▶ [EXERCISE INSTRUCTIONS]: Please copy out every line below in the stretch from the line containing "Detection target open book" through the line containing "[87,117,127,133]", and only those lines. Rescale each bounding-box coordinate by multiplying it by 0.45 and rounding to a whole number, with halves rounded up.

(Records from a data source)
>> start

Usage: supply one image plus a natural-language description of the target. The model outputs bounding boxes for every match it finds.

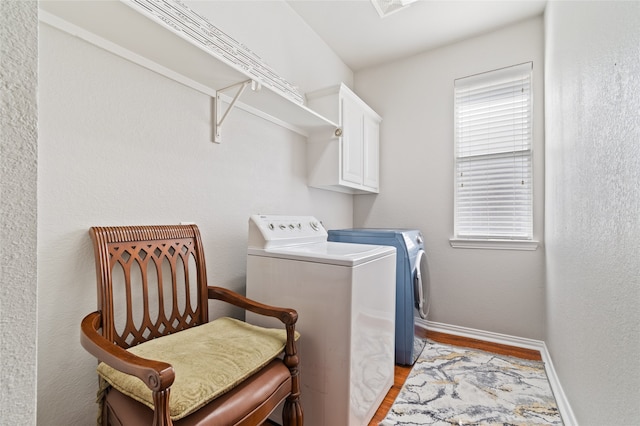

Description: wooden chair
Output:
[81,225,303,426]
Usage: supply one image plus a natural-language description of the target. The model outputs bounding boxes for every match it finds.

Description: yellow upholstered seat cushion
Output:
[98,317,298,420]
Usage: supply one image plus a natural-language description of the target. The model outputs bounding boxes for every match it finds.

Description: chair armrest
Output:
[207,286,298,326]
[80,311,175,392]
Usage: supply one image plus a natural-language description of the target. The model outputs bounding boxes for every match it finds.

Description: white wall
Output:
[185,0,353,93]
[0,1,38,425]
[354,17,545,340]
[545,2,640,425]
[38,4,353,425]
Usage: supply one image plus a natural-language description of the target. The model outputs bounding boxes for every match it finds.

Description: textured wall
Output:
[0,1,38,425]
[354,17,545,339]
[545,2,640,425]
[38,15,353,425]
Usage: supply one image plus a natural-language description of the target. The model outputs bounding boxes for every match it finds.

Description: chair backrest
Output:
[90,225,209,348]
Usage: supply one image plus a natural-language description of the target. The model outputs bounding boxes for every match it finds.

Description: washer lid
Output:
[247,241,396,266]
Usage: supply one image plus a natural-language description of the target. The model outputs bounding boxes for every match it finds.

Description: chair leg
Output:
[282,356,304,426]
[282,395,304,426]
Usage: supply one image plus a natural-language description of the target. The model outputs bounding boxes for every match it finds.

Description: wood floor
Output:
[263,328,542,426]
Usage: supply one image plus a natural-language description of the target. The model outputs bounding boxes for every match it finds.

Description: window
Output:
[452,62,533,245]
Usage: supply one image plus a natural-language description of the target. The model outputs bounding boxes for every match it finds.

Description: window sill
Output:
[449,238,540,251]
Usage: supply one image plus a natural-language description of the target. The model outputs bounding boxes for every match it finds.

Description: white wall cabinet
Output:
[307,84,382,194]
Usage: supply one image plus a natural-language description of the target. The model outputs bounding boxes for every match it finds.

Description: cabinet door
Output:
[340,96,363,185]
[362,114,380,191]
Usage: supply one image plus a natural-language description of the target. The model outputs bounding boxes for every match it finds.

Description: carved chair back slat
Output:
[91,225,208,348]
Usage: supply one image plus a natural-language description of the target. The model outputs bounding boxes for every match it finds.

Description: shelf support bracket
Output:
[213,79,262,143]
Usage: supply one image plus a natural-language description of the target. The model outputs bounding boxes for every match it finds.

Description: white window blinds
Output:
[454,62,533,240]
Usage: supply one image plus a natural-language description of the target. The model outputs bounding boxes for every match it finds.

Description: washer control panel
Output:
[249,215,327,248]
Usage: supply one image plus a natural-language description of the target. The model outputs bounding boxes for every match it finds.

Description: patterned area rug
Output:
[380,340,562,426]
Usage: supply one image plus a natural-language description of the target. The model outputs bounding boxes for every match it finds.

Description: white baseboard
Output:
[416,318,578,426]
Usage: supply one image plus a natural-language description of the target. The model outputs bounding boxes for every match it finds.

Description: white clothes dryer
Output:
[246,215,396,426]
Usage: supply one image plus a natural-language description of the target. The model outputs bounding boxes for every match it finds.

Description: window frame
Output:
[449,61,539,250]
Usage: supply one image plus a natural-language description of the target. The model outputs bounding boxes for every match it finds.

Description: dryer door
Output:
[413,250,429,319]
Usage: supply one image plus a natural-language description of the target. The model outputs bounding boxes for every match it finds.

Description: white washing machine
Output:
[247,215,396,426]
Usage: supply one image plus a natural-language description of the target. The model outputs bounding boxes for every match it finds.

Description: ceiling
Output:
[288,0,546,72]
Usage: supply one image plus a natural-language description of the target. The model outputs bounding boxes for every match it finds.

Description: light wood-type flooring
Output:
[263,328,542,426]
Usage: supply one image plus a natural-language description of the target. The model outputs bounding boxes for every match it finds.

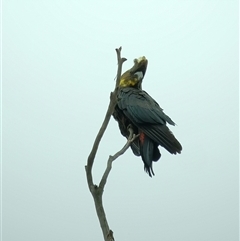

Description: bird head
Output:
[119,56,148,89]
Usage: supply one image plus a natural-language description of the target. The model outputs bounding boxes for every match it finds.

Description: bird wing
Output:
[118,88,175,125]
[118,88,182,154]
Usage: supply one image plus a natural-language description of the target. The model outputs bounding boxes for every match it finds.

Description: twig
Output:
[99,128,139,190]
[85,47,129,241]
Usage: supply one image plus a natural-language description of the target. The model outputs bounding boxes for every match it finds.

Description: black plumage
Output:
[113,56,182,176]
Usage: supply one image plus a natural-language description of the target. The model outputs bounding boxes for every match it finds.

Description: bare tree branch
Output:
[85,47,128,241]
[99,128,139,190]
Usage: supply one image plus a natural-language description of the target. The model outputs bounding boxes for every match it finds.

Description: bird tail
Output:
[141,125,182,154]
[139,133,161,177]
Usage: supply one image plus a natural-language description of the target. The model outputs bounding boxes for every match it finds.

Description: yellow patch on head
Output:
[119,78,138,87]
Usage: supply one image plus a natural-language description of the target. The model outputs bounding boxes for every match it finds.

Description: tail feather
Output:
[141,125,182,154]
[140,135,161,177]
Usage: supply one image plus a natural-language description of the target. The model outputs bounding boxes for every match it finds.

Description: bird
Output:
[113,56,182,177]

>> end
>> start

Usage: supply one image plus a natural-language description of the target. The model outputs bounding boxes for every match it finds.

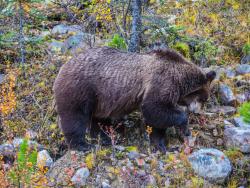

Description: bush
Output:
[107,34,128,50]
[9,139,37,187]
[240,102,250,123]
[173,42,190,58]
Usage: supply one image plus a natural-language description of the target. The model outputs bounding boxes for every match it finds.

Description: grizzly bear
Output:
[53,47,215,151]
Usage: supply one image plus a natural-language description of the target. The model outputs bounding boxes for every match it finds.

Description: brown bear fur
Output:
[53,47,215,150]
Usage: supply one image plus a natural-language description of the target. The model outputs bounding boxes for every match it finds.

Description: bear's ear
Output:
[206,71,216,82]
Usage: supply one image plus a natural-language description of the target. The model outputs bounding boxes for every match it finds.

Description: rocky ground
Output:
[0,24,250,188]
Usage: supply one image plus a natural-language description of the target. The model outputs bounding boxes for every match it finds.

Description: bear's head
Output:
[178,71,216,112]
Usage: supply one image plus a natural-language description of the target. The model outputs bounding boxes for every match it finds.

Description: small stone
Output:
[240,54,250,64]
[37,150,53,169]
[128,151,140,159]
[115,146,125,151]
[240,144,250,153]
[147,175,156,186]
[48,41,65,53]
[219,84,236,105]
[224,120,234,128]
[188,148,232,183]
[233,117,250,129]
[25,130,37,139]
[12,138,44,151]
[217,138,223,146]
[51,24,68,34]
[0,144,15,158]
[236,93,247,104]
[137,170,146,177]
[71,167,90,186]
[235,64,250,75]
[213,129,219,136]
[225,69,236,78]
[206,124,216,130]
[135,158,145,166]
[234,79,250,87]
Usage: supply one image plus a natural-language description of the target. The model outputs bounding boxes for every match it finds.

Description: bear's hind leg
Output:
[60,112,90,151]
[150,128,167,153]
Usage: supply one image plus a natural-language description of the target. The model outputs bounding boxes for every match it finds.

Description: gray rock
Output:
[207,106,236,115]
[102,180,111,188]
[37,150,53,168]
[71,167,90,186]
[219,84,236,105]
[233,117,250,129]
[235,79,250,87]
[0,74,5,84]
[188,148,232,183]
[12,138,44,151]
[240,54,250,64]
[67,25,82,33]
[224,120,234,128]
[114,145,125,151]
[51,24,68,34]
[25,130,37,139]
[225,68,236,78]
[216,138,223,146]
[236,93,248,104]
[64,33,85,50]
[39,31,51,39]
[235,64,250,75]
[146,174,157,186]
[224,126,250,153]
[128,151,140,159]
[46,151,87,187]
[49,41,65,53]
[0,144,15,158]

>> end
>> start

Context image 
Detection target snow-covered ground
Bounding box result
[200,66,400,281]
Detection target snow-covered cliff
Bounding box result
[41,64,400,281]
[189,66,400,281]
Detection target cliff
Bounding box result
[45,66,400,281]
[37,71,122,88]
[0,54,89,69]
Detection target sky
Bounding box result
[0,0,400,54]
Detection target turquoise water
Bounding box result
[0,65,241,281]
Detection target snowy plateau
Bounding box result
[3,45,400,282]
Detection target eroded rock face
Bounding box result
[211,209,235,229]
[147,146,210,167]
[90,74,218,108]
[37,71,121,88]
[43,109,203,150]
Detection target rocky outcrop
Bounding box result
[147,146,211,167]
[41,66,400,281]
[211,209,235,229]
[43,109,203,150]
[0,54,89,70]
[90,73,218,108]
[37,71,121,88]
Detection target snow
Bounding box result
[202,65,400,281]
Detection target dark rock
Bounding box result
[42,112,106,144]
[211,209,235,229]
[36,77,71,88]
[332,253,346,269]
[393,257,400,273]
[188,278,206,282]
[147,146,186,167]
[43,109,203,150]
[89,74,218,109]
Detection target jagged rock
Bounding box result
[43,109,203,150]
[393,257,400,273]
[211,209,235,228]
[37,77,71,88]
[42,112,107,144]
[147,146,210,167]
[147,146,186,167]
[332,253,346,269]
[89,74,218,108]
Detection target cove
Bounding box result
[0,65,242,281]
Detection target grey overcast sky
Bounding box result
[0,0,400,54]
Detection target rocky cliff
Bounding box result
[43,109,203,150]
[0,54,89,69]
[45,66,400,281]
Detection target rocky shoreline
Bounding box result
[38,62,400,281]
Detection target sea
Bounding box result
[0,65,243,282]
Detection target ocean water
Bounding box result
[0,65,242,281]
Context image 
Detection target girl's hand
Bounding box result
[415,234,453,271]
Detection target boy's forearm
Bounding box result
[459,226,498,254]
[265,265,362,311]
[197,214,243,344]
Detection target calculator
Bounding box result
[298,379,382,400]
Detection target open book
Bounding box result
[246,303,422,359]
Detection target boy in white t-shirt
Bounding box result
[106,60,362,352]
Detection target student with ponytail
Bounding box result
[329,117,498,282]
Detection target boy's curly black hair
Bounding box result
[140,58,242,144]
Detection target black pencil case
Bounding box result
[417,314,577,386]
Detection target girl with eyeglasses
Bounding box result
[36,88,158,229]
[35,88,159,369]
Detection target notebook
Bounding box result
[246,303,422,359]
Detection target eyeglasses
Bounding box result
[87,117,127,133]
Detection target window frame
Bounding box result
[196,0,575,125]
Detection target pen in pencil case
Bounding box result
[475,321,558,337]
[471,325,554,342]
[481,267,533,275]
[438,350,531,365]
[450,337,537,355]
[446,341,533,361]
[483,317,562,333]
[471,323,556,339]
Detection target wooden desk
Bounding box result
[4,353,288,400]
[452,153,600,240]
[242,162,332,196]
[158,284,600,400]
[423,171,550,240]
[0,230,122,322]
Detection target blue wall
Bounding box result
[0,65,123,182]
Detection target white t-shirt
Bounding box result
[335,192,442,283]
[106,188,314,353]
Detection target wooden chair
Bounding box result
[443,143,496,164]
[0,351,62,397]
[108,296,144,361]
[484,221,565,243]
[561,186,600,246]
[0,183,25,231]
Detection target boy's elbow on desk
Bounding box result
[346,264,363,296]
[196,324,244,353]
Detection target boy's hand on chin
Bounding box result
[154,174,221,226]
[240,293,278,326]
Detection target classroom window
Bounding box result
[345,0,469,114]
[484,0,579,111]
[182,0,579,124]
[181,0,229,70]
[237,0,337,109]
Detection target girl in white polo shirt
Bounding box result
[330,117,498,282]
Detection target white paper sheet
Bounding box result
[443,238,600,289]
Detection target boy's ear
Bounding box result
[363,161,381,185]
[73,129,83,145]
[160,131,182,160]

>> end

▶ [THE RESULT]:
Detection target open book
Bounding box result
[111,136,190,162]
Detection target boy in white t-shirt
Bounding box result
[48,27,163,158]
Detection target student with ponytail
Bounding box result
[148,53,224,127]
Detection target boy's curly black hair
Bounding box result
[63,26,109,65]
Detection target black pencil case
Bounding box result
[188,141,260,174]
Detection target girl with eyeglasses
Bounding box result
[16,40,71,103]
[16,40,72,166]
Detection target notebook
Bounding box result
[111,136,190,162]
Detection target eyeglasses
Bounding box result
[39,53,57,60]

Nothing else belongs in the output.